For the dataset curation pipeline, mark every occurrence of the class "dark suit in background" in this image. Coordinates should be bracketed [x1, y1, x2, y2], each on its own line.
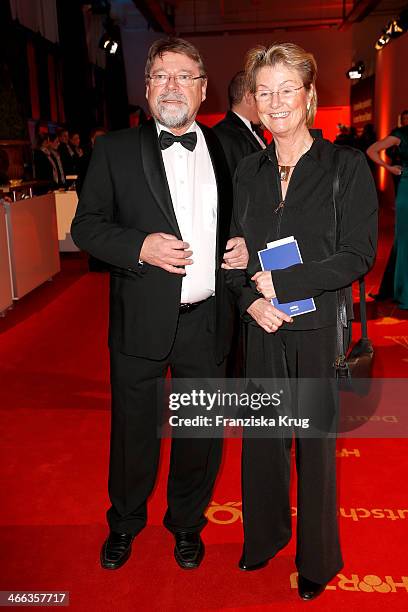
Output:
[58, 141, 76, 176]
[213, 111, 264, 376]
[213, 110, 263, 176]
[213, 71, 266, 378]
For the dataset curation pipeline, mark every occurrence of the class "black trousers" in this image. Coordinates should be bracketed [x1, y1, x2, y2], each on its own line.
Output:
[107, 298, 225, 536]
[242, 325, 343, 584]
[376, 243, 396, 299]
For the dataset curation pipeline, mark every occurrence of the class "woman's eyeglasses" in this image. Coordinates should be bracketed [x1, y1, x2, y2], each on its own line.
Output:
[254, 86, 305, 104]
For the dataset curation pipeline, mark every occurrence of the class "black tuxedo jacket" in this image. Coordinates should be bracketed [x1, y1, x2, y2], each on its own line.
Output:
[33, 149, 54, 184]
[58, 142, 76, 176]
[71, 119, 234, 362]
[213, 111, 263, 177]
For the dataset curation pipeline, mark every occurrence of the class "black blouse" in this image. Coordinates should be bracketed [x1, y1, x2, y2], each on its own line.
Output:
[226, 137, 378, 331]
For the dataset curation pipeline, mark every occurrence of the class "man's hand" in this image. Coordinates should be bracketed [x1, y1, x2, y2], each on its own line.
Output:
[139, 233, 193, 275]
[221, 236, 249, 269]
[251, 271, 276, 300]
[247, 298, 293, 333]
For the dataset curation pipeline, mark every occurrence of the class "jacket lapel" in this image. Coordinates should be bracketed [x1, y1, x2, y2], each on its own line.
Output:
[226, 110, 263, 152]
[140, 119, 181, 237]
[199, 122, 232, 266]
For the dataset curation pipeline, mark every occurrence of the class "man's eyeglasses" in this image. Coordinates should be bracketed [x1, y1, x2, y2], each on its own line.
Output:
[254, 85, 305, 104]
[147, 74, 206, 87]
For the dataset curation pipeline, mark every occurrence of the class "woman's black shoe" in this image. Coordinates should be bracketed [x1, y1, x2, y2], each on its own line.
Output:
[238, 555, 269, 571]
[100, 531, 135, 570]
[298, 574, 327, 600]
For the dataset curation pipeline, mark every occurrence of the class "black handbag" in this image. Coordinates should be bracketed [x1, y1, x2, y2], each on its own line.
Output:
[332, 149, 375, 391]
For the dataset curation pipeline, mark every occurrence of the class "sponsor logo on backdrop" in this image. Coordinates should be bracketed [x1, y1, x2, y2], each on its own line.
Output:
[339, 508, 407, 521]
[206, 501, 242, 524]
[337, 448, 360, 456]
[290, 573, 408, 593]
[206, 503, 407, 524]
[350, 75, 375, 131]
[342, 415, 398, 423]
[291, 448, 361, 457]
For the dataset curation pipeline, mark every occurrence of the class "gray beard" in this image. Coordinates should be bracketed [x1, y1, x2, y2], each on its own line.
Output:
[155, 92, 190, 129]
[156, 103, 189, 129]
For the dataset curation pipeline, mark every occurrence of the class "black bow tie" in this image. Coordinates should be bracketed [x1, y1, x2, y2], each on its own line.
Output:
[159, 130, 197, 152]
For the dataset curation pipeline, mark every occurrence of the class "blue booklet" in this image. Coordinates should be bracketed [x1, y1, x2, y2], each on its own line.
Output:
[258, 236, 316, 317]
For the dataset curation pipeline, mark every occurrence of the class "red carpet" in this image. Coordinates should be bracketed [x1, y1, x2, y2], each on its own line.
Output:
[1, 209, 408, 611]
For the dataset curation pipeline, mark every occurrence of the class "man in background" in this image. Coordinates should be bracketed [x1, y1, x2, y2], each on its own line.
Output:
[57, 128, 76, 176]
[213, 70, 265, 177]
[213, 71, 265, 375]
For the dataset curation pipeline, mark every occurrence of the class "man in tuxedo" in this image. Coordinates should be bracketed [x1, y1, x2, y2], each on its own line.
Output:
[213, 71, 265, 376]
[71, 38, 248, 571]
[57, 128, 76, 176]
[213, 71, 265, 176]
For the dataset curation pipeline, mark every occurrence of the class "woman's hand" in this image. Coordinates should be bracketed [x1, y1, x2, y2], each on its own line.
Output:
[251, 271, 276, 299]
[247, 298, 293, 333]
[387, 164, 403, 176]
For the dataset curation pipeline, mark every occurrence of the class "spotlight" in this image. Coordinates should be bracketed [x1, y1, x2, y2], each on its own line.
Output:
[375, 33, 391, 50]
[384, 19, 404, 38]
[99, 32, 119, 54]
[375, 10, 408, 50]
[346, 61, 365, 80]
[98, 17, 119, 55]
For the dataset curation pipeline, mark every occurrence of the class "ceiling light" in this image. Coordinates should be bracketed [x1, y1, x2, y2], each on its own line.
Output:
[346, 61, 365, 80]
[98, 16, 119, 55]
[375, 10, 408, 50]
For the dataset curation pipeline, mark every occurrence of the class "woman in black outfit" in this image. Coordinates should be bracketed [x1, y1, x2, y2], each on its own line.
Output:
[226, 43, 378, 601]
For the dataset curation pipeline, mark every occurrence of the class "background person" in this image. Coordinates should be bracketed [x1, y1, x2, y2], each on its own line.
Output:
[69, 131, 84, 170]
[367, 116, 408, 308]
[57, 128, 76, 176]
[213, 70, 266, 376]
[33, 133, 64, 191]
[48, 133, 66, 188]
[213, 70, 265, 177]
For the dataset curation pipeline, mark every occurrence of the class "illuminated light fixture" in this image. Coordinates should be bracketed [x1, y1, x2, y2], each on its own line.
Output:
[346, 61, 365, 80]
[375, 33, 391, 50]
[375, 10, 408, 50]
[98, 16, 119, 55]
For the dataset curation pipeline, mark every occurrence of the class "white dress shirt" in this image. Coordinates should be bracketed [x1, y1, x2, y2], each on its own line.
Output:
[156, 120, 217, 304]
[233, 112, 266, 149]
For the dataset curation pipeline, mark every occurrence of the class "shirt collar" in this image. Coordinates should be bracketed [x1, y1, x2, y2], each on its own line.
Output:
[233, 111, 252, 132]
[260, 134, 330, 169]
[155, 119, 198, 136]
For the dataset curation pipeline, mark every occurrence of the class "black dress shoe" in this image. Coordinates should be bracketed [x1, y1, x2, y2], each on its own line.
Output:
[174, 532, 204, 569]
[238, 554, 269, 571]
[100, 531, 135, 570]
[298, 574, 327, 600]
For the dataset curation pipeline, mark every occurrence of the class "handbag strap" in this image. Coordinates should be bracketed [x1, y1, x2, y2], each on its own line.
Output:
[332, 148, 368, 341]
[359, 277, 368, 339]
[332, 148, 348, 363]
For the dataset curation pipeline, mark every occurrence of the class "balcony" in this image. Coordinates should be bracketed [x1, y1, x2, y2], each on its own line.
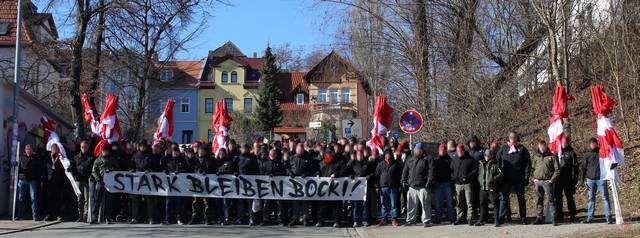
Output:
[243, 80, 259, 89]
[310, 103, 357, 121]
[197, 80, 215, 89]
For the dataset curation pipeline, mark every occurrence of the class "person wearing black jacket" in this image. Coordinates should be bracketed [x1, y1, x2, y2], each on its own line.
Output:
[236, 144, 260, 226]
[497, 132, 531, 224]
[467, 136, 484, 223]
[581, 138, 613, 224]
[554, 139, 579, 222]
[348, 150, 375, 227]
[130, 142, 162, 224]
[287, 143, 316, 226]
[189, 145, 217, 225]
[73, 140, 95, 222]
[16, 144, 44, 220]
[260, 148, 288, 225]
[376, 149, 402, 226]
[316, 149, 347, 228]
[215, 148, 236, 224]
[432, 144, 455, 224]
[451, 144, 478, 225]
[162, 146, 188, 225]
[44, 143, 71, 221]
[401, 142, 434, 227]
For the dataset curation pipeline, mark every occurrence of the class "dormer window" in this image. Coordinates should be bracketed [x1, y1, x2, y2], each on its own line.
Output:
[296, 93, 304, 105]
[231, 71, 238, 83]
[221, 71, 228, 83]
[160, 69, 173, 82]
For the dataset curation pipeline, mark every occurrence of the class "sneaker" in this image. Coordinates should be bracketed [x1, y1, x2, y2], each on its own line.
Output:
[607, 216, 615, 224]
[569, 216, 577, 223]
[177, 220, 184, 225]
[494, 223, 500, 227]
[391, 220, 399, 227]
[75, 218, 83, 223]
[520, 218, 528, 225]
[453, 220, 466, 225]
[315, 222, 322, 227]
[105, 219, 113, 225]
[552, 220, 558, 226]
[582, 219, 592, 224]
[162, 220, 170, 225]
[362, 221, 369, 227]
[129, 219, 138, 224]
[533, 218, 544, 225]
[423, 222, 432, 228]
[378, 220, 386, 226]
[404, 220, 416, 226]
[468, 220, 474, 226]
[333, 222, 340, 228]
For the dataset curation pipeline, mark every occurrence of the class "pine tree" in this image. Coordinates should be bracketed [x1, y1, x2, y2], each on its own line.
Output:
[255, 46, 283, 135]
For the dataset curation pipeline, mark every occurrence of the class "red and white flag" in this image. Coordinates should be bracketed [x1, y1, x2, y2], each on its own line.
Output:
[94, 94, 122, 157]
[211, 100, 232, 156]
[548, 84, 574, 156]
[41, 117, 81, 197]
[367, 96, 393, 155]
[154, 99, 175, 145]
[591, 84, 624, 180]
[80, 93, 100, 134]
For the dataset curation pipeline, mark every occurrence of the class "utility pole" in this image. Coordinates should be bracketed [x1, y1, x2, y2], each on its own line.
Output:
[10, 0, 23, 220]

* * *

Report only the number of lines above that contain "white".

Answer to this problem ▸
2